> [Work required]:
Render each line of the material below as a JSON list of strings, one string per line, omitting blank lines. Leave the pictures out of your answer.

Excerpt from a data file
☆ ☆ ☆

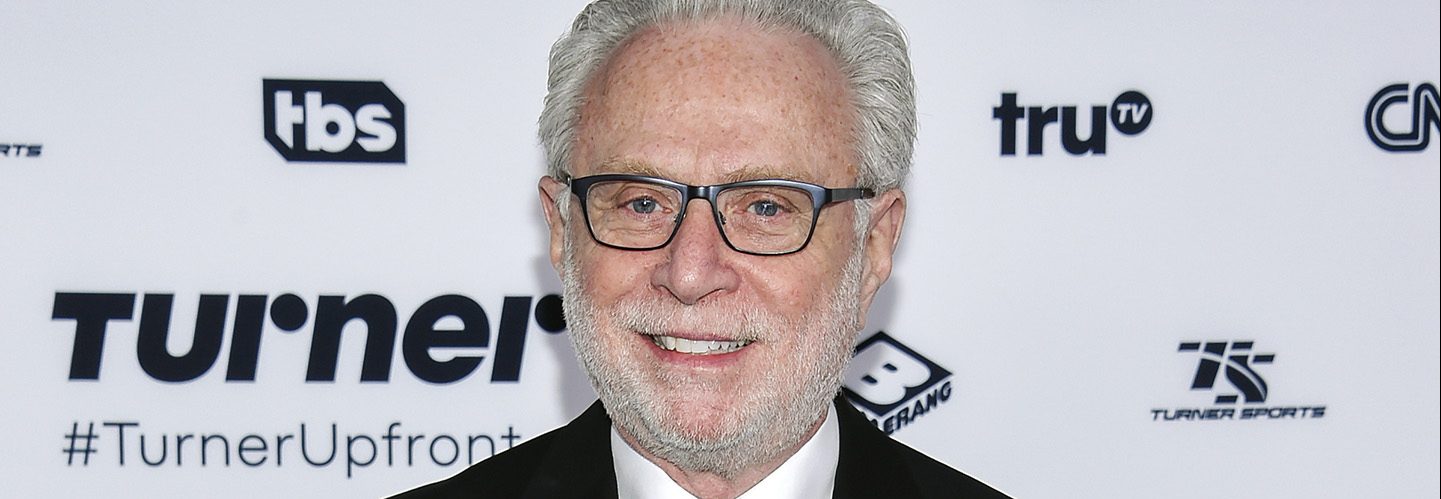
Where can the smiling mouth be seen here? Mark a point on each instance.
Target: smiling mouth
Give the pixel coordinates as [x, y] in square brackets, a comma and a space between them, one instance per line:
[696, 346]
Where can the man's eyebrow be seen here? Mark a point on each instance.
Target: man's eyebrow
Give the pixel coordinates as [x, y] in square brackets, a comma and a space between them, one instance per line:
[628, 166]
[765, 172]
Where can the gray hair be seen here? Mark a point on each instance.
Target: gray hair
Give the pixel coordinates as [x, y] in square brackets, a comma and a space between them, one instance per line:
[866, 42]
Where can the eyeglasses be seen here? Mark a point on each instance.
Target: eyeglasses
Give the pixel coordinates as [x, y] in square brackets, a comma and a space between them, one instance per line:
[770, 217]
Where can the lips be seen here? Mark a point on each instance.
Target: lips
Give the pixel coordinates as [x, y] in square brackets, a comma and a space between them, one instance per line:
[696, 346]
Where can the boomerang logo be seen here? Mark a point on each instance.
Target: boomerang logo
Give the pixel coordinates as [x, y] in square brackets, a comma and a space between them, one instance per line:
[1424, 117]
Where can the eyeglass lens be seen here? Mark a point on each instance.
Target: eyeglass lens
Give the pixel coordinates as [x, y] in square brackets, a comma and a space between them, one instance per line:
[637, 214]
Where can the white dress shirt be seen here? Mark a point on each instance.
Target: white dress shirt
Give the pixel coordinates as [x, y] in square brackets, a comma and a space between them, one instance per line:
[810, 473]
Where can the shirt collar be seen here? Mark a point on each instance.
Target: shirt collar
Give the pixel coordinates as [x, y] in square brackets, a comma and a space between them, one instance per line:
[810, 473]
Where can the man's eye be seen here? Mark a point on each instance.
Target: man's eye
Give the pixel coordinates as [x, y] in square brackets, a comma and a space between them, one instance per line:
[765, 208]
[643, 205]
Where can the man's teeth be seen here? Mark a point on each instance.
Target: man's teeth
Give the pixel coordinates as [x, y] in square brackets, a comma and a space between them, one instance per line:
[696, 346]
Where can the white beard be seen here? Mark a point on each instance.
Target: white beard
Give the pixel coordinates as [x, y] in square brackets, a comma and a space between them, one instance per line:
[775, 411]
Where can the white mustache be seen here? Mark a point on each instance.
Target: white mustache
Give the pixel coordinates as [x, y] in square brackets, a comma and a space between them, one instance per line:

☆ ☆ ☆

> [Finished exercise]:
[
  "Where can the smiling mouth be seen here? Mark a point on each instance.",
  "Target: smiling mouth",
  "Give the pixel coordinates as [x, y] in square brackets, a comma and a space between them, one instance per line:",
  "[696, 346]",
  "Where can the man's eyebrow be seen here? Mark a point on each instance.",
  "Target: man's eyebrow",
  "Give the pixel coordinates as [x, y] in square brackets, a comma and a space between them, one instance per line:",
  "[628, 166]",
  "[765, 172]",
  "Where can the gray hair be seen here? Mark a point on each instance.",
  "Target: gray hair",
  "Give the pixel coordinates as [x, y] in square brackets, a comma and a space between them, one instance per line:",
  "[866, 42]",
  "Where can the eyeglasses be seen here? Mark a point on each instance.",
  "Target: eyeglasses",
  "Give the pixel coordinates as [x, y] in square brackets, a comma and a space between them, one instance per line:",
  "[770, 217]",
  "Where can the lips be seen here? Mark a point on each instance.",
  "Target: lips",
  "Give the pixel coordinates as [x, y] in square brackets, a comma and a space between them, one instance per line:",
  "[696, 346]",
  "Where can the boomerang logo be seen here? Mark a point on each instance.",
  "Target: boomerang logo",
  "Give the pixel coordinates as [x, y] in square brackets, a comma and a space between them, one instance per line:",
  "[1424, 117]",
  "Where can the eyeglass lens be seen here? Mark a point on each instance.",
  "Target: eyeglass lens",
  "Give the pixel coordinates as [x, y] in square brackets, a comma and a space between them, one instance per line:",
  "[637, 214]",
  "Where can the white dress shirt be seen here? Mark a point on each instance.",
  "Target: white dress shirt",
  "Give the pixel coordinates as [x, y] in square brackets, a comma and a space between them, one instance per line:",
  "[810, 473]",
  "Where can the shirt collar be seen here? Mark a point on each instance.",
  "Target: shirt collar",
  "Give the pixel coordinates as [x, y] in square brackets, a comma and a space between them, one instance per line:",
  "[810, 473]",
  "Where can the man's eye be seen here? Mark a point on each instance.",
  "Target: man's eye",
  "Give the pixel coordinates as [x, y] in square brackets, a comma and a space between them, one instance per line:",
  "[765, 208]",
  "[643, 205]",
  "Where can the man's teeth be seen here? Mark a point on each instance.",
  "Target: man's teeth",
  "Give the pixel coordinates as [x, y] in square brackets, a comma and a space between them, one instance per line:",
  "[696, 346]",
  "Where can the white beard be seen here? Mark a point on each instance.",
  "Target: white beard",
  "Give the pixel coordinates as [x, y] in square brackets, a comma and a space between them, one instance per line:",
  "[775, 411]",
  "Where can the white mustache be seen here? Mark a point on each instance.",
  "Target: white mustache",
  "Give the pixel coordinates as [x, y] in square brackets, a comma and a space between them, one instance per line:"
]